Start of EXTRACTED RECORDS

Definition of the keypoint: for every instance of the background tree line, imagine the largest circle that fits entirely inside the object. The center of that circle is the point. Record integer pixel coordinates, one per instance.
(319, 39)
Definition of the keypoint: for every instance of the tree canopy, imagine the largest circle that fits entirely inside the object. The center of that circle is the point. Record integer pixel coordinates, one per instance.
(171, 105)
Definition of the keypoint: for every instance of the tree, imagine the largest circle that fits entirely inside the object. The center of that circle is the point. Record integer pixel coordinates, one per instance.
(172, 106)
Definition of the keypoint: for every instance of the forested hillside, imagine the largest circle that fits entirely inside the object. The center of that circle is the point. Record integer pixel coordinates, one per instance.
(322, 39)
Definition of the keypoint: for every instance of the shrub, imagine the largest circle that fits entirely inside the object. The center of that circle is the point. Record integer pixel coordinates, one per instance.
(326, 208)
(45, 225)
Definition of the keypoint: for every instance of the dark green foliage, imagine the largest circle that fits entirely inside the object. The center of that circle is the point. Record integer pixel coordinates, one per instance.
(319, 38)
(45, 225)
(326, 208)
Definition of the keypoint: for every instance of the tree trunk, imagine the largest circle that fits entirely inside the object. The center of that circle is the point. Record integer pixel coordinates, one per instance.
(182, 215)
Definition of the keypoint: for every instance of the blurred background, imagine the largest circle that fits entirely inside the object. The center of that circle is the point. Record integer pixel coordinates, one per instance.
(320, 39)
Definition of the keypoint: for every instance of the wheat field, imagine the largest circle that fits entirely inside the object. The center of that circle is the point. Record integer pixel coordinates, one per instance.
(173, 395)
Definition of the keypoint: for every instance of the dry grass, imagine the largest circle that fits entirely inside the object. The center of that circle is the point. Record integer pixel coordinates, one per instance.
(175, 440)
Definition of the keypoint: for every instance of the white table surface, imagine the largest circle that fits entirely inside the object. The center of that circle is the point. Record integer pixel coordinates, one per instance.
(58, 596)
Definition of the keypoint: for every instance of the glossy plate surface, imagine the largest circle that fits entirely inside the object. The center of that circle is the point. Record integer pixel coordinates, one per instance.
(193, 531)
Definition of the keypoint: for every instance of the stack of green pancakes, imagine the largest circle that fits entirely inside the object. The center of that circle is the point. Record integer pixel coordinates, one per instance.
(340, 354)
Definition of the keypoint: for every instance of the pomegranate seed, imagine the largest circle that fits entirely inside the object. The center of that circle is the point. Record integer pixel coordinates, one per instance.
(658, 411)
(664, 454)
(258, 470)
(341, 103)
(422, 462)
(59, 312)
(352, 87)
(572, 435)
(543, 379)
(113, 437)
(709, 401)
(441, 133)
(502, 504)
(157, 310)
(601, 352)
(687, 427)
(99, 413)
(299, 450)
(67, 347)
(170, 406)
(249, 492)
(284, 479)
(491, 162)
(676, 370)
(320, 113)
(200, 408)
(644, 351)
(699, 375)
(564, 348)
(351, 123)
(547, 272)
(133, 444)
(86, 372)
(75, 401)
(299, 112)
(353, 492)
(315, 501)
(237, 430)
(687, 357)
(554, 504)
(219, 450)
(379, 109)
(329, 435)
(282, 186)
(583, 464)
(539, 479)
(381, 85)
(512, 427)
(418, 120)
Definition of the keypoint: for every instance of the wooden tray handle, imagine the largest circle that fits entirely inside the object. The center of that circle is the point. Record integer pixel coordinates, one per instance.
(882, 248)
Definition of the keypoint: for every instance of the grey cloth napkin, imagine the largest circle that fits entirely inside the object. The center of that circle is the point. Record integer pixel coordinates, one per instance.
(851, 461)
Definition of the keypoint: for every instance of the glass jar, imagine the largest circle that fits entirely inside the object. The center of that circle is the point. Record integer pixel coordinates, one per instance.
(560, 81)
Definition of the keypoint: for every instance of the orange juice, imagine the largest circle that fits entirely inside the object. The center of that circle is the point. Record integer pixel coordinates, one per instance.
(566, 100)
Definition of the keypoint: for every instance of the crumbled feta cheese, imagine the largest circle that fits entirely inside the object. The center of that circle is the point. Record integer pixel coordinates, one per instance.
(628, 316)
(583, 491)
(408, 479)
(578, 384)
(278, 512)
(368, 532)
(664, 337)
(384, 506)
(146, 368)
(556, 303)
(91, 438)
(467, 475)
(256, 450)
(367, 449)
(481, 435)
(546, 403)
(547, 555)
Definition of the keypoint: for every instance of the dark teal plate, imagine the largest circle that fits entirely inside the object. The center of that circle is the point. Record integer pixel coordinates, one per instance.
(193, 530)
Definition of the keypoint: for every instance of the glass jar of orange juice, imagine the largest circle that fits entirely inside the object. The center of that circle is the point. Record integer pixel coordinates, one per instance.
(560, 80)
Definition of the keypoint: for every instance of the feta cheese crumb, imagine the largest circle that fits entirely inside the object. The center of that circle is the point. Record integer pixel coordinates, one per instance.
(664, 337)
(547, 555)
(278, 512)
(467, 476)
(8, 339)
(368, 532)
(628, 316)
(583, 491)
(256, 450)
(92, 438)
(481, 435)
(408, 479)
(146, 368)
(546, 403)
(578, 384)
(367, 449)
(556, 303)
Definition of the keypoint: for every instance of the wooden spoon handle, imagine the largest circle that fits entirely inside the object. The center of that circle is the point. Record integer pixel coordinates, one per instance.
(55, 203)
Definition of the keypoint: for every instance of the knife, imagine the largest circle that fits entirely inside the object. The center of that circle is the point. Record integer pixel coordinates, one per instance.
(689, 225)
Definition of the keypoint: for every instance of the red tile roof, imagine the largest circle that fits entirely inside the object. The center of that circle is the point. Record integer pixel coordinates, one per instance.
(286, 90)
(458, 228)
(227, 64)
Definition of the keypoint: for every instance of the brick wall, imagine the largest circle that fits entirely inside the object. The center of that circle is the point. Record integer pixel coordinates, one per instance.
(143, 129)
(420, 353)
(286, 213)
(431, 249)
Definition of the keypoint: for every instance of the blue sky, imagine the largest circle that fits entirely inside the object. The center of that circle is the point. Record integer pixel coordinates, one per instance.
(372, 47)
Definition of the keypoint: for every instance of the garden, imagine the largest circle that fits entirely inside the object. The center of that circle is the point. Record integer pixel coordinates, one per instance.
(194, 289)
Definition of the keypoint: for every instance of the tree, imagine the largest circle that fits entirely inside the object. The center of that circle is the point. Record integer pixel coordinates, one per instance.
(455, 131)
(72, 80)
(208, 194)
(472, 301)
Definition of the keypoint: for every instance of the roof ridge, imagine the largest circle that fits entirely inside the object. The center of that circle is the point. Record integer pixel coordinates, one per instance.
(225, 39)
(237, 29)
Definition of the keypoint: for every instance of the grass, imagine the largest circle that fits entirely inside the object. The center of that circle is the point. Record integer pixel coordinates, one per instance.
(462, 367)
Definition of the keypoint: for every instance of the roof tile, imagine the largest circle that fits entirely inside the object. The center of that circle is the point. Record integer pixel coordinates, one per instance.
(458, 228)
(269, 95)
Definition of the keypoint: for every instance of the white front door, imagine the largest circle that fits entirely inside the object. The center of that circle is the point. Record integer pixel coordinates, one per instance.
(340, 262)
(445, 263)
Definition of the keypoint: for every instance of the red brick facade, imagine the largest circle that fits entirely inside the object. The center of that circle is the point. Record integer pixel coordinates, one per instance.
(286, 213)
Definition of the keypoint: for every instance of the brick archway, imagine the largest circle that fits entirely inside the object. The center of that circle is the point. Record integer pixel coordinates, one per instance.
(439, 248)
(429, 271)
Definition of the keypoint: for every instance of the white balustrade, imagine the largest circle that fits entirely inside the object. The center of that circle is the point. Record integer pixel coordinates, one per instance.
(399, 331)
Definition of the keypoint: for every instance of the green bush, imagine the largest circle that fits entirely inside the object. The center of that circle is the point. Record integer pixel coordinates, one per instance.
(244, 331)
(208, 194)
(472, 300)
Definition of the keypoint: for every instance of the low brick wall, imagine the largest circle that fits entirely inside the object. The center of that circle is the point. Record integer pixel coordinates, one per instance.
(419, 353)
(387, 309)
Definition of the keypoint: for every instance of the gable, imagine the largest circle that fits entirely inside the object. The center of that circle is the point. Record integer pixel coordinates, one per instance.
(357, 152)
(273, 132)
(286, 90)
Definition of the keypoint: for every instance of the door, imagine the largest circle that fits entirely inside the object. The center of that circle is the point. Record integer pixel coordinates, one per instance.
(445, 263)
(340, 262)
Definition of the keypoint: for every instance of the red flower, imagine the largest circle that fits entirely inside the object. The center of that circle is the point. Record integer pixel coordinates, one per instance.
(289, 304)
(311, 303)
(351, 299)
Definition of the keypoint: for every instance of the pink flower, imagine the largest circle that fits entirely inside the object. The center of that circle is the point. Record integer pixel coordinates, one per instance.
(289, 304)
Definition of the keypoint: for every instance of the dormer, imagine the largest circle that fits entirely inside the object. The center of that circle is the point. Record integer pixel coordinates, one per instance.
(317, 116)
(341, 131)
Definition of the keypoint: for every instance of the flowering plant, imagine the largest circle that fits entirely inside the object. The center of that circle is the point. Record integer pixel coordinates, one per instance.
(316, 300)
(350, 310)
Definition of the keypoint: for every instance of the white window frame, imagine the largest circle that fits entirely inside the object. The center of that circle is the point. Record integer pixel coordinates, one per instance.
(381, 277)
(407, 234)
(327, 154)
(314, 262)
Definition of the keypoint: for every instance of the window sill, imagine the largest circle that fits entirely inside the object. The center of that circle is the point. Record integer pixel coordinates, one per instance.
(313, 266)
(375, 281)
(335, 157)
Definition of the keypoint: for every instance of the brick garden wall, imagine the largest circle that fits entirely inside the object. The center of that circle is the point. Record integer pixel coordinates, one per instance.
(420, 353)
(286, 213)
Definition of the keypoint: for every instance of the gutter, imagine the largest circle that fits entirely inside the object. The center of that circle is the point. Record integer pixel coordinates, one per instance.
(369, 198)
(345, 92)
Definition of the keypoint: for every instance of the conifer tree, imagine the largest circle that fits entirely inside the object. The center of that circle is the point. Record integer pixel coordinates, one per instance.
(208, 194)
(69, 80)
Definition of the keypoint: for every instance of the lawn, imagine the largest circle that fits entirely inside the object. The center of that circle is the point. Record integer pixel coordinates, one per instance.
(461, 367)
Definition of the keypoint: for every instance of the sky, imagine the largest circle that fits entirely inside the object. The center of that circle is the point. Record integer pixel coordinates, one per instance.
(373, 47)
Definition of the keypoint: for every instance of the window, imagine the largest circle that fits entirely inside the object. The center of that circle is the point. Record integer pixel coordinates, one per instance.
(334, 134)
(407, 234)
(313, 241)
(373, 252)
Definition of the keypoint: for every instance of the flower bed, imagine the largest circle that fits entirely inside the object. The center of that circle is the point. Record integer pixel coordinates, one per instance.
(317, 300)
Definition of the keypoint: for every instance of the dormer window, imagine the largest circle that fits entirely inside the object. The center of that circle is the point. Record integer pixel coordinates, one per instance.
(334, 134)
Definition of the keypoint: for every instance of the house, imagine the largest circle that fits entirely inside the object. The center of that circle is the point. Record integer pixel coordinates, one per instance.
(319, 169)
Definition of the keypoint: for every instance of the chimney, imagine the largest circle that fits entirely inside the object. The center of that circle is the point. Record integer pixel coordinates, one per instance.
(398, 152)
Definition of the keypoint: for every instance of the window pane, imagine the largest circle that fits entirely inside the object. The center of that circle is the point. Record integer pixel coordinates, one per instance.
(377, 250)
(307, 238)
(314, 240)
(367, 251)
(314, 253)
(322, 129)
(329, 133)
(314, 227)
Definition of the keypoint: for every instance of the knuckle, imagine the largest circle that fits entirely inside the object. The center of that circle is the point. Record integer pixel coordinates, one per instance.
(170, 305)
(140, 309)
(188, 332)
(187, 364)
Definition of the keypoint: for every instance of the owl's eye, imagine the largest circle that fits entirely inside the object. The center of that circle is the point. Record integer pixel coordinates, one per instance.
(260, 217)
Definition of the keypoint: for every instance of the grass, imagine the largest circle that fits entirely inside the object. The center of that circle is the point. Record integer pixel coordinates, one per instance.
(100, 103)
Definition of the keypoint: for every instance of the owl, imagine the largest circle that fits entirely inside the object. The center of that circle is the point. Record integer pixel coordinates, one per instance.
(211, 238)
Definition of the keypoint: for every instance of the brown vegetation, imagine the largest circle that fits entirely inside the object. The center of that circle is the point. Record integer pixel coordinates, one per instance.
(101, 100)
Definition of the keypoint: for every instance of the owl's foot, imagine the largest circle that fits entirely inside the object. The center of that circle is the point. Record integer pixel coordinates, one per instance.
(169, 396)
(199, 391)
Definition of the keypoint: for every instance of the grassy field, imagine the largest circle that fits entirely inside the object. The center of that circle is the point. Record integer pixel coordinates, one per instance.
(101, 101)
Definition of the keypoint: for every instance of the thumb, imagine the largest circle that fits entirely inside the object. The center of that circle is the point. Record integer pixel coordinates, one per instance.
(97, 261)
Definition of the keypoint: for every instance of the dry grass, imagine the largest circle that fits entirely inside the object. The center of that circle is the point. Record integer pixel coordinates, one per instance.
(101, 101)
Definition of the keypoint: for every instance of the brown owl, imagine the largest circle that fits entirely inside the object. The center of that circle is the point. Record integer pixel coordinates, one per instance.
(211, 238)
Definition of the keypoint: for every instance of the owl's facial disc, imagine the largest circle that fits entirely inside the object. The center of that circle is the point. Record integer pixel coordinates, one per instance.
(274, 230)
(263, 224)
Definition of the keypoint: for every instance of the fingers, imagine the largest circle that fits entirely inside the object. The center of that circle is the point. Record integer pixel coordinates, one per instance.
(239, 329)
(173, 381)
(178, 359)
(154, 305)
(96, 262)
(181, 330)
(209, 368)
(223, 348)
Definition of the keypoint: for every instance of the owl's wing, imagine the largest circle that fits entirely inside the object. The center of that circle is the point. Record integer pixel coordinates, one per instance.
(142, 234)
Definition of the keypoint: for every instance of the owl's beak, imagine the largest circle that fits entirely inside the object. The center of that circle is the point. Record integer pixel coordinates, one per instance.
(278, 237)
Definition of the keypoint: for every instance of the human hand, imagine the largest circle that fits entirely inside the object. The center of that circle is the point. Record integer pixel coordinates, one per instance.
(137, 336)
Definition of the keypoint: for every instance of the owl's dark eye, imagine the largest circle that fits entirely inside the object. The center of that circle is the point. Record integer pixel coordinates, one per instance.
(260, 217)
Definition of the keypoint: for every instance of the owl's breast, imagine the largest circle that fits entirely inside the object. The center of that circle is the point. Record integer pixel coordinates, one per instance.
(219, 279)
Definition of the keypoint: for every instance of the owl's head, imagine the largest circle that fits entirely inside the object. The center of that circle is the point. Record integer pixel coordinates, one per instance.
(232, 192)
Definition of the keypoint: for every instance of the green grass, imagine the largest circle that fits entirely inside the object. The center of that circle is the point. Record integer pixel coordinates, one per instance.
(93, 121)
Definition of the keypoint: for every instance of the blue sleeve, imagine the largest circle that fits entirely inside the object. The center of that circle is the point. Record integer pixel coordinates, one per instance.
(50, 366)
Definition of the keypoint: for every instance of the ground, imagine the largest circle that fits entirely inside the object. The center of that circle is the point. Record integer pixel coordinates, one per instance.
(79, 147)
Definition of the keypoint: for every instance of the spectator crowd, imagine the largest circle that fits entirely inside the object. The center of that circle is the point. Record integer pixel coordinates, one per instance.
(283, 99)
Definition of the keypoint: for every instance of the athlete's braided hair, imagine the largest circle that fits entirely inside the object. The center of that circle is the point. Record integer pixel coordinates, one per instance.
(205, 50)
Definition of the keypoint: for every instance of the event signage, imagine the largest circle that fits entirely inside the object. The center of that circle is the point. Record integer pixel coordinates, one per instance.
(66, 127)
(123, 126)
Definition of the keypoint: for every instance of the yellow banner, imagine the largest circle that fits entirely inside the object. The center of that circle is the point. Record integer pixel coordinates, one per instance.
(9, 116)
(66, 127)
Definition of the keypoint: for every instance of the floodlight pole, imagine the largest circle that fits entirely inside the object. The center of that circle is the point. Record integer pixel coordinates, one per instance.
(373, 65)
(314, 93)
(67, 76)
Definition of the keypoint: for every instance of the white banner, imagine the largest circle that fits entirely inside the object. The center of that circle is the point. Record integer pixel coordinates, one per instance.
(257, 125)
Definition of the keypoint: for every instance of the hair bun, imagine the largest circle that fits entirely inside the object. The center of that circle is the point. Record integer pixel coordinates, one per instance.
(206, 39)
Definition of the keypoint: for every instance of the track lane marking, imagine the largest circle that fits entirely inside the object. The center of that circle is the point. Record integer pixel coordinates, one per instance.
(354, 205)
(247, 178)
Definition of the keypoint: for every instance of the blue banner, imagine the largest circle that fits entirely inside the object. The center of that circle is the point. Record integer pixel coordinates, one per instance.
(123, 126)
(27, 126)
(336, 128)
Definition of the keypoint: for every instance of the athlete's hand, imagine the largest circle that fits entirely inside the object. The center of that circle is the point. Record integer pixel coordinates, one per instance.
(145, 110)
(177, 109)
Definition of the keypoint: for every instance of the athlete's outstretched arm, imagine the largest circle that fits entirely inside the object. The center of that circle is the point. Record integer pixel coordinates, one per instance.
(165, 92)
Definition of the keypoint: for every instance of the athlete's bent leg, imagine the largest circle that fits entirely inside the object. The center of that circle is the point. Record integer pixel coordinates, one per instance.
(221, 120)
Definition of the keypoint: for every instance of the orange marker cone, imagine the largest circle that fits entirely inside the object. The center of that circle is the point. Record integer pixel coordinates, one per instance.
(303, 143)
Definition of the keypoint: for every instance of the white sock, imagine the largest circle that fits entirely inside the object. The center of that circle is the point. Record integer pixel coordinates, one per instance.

End of EXTRACTED RECORDS

Each line from the one containing "the athlete's outstretched" to the end of the records should be echoed exactly, and no other line.

Definition of the keypoint: for every instance of the athlete's outstretched arm, imagine the largest circle that fits entirely inside the object. The center of that circle is the point. Record integer pixel coordinates, one per instance.
(165, 92)
Definition of the keypoint: for every instance of the athlete's bent leg, imagine the largest circle that fits entirely inside the object. The center of that circle is the point. Record integer pixel coordinates, one per instance.
(221, 120)
Definition of the keypoint: for every instance of the orange marker cone, imagine the largest circle that fits entirely inside the object. The center of that circle is the point. Record integer pixel coordinates, one per instance.
(303, 143)
Definition of the keypoint: for every instance of the white sock, imagine the largest circle that fits entirely inside the object. The center of that circle is the point. Record integer pixel coordinates, one per instance.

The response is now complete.